[Directive 1] Reproduce the following article about the 2010 film Don Quixote word for word.

=== Text excerpt ===

Don Quixote () is a 2010 Chinese and Hong Kong film directed by Ah Gan based on Miguel de Cervantes' 17th-century novel. It was promoted as China's first fully 3-D film.

Cast
 Guo Tao as Tang Fanghai (Don Quixote)
 Wang Gang as Sang Qiu (Sancho Panza)
 Karena Lam as Sang Cuihua (Dulcinea)
 Miao Pu as Jin Xiang Tong
 Liu Hua as Linghu
 Paul Chun as Dongfang
 Hai Yi Tian as Ximen
 Ying Zhuang as Sima Wan, the Taoist

Production
Director Ah Gan stated that nearly 60 percent of the film is made up of special effects. To create these special effect shots, he tried several special effects companies before taking his film to England, where he used the equipment and technology from the hit film Ice Age. The film was promoted as China's first wholly 3-D movie as only the action sequences in Yuen Woo-ping's True Legend (2010) were shot in 3-D.

===

[Directive 2] Pull out each line of the listing that contains the string "point", matching case exactly.

=== Dataset ===

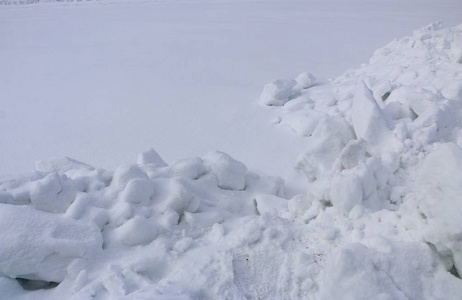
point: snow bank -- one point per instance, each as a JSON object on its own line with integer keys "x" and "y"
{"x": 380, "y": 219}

===
=== Dataset ===

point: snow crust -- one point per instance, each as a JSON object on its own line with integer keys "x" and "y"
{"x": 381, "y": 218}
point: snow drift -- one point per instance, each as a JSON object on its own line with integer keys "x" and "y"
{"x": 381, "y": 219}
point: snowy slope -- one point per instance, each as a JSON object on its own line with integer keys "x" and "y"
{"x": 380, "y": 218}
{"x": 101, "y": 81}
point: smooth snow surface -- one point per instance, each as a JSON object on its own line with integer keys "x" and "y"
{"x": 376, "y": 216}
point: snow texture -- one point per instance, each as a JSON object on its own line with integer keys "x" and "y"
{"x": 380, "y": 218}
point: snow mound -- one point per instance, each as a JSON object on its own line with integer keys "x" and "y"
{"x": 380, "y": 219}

===

[Full output 1]
Don Quixote () is a 2010 Chinese and Hong Kong film directed by Ah Gan based on Miguel de Cervantes' 17th-century novel. It was promoted as China's first fully 3-D film.

Cast
 Guo Tao as Tang Fanghai (Don Quixote)
 Wang Gang as Sang Qiu (Sancho Panza)
 Karena Lam as Sang Cuihua (Dulcinea)
 Miao Pu as Jin Xiang Tong
 Liu Hua as Linghu
 Paul Chun as Dongfang
 Hai Yi Tian as Ximen
 Ying Zhuang as Sima Wan, the Taoist

Production
Director Ah Gan stated that nearly 60 percent of the film is made up of special effects. To create these special effect shots, he tried several special effects companies before taking his film to England, where he used the equipment and technology from the hit film Ice Age. The film was promoted as China's first wholly 3-D movie as only the action sequences in Yuen Woo-ping's True Legend (2010) were shot in 3-D.

[Full output 2]
point: snow bank -- one point per instance, each as a JSON object on its own line with integer keys "x" and "y"
point: snow crust -- one point per instance, each as a JSON object on its own line with integer keys "x" and "y"
point: snow drift -- one point per instance, each as a JSON object on its own line with integer keys "x" and "y"
point: snowy slope -- one point per instance, each as a JSON object on its own line with integer keys "x" and "y"
point: smooth snow surface -- one point per instance, each as a JSON object on its own line with integer keys "x" and "y"
point: snow texture -- one point per instance, each as a JSON object on its own line with integer keys "x" and "y"
point: snow mound -- one point per instance, each as a JSON object on its own line with integer keys "x" and "y"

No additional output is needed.